** WHAT YOU WILL DO **
The records must be returned word for word.

-*-*-

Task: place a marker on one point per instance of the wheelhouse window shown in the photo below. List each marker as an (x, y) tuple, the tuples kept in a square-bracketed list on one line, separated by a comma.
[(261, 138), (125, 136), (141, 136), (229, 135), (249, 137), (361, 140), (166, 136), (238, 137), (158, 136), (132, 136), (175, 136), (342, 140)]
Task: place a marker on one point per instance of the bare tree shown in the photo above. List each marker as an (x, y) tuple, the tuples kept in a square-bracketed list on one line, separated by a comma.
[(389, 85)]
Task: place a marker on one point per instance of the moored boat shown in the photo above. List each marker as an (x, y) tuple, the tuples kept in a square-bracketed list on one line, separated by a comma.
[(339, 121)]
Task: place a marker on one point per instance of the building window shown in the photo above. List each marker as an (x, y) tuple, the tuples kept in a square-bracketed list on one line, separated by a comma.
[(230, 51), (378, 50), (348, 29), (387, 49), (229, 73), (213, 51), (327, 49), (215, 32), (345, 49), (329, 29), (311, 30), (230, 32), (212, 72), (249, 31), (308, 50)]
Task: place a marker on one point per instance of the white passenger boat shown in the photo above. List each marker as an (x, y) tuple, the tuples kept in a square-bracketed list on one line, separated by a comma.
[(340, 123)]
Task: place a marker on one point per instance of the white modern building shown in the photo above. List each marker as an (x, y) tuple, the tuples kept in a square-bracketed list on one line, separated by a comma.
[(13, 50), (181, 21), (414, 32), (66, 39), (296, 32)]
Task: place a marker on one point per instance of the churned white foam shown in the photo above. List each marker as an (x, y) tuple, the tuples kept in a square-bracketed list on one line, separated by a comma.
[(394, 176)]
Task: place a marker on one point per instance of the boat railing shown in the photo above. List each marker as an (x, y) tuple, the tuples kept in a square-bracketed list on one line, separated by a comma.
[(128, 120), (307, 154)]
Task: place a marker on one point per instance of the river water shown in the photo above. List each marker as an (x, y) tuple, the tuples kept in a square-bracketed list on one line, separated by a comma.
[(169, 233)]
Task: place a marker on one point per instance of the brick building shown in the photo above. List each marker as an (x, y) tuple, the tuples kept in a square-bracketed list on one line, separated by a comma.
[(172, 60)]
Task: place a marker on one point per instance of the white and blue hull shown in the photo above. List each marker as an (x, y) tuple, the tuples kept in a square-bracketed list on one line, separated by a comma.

-*-*-

** THE COMPLETED TASK **
Task: place a marker on one point per instance of the wheelhouse window shown in the photo below. List each marker as an (x, y) tuple, the tuples kept in a square-bracketed list on one line, separated by a comma.
[(261, 138), (125, 136), (141, 136), (229, 135), (249, 137), (361, 140), (166, 136), (238, 137), (158, 136), (132, 136), (175, 136), (342, 140)]
Task: place a marker on one point per instance of the bare tree shown in the photo above. List each marker as an (x, y) tuple, the tuples kept in a square-bracketed list on one line, separated by a comma.
[(389, 85)]
Task: place a marker on one point per instance of the moored boat shown in the photo above. List each marker as an (x, y) tuple, the tuples kept in a square-bracketed list on one line, separated by a comma.
[(339, 121)]
Task: place a marker on one point per instance of the building window shown in the photo above. List each marker as an (x, y) tuple, the tuples kept in a square-bracketed list on one line, separated by a comma.
[(230, 51), (378, 50), (348, 29), (387, 49), (229, 73), (213, 51), (327, 49), (215, 32), (345, 49), (329, 29), (311, 30), (230, 32), (212, 72), (249, 31), (308, 50)]
Task: place a marker on one point per instance of the white passenger boat shown in the photo above. List each marker as an (x, y) tuple, the tuples kept in a square-bracketed list on one line, separated by a comma.
[(340, 123)]
Task: place a marker on one point per instance of the white modern building shown in the photo above. List each marker as an (x, y) tuple, the tuples kept in a square-bracketed list on one line, separated by a comma.
[(13, 50), (181, 21), (414, 32), (66, 39), (296, 32)]
Task: place a marker on one point per instance of the churned white foam shown in the photo above. List each marker as an (x, y) tuple, the tuples kept in a square-bracketed list on one line, separated by a comma.
[(394, 176)]
Task: place a marker on one point per instance of the boat railing shown in the photo above. List each marker as an (x, y) tuple, the tuples kept in a square-bracketed list on one line, separated by a comma.
[(128, 120), (307, 154)]
Task: place a marker on one point per instance of the river water shown in the photo above. List each marker as an (x, y) tuple, the tuples kept in a square-bracketed list on one line, separated by a comma.
[(169, 233)]
Task: place a marker on one point per instance of the brick building shown in the photo above. List each marker as an (x, y) tuple, the tuples kept in a square-bracketed list on one line, separated by a comma.
[(172, 60)]
Task: place a marker on one point per instance of the white and blue hull shown in the photo above. List each marker as an (x, y) tuple, the tuples kept in a square-bracketed list on one line, separated by a comma.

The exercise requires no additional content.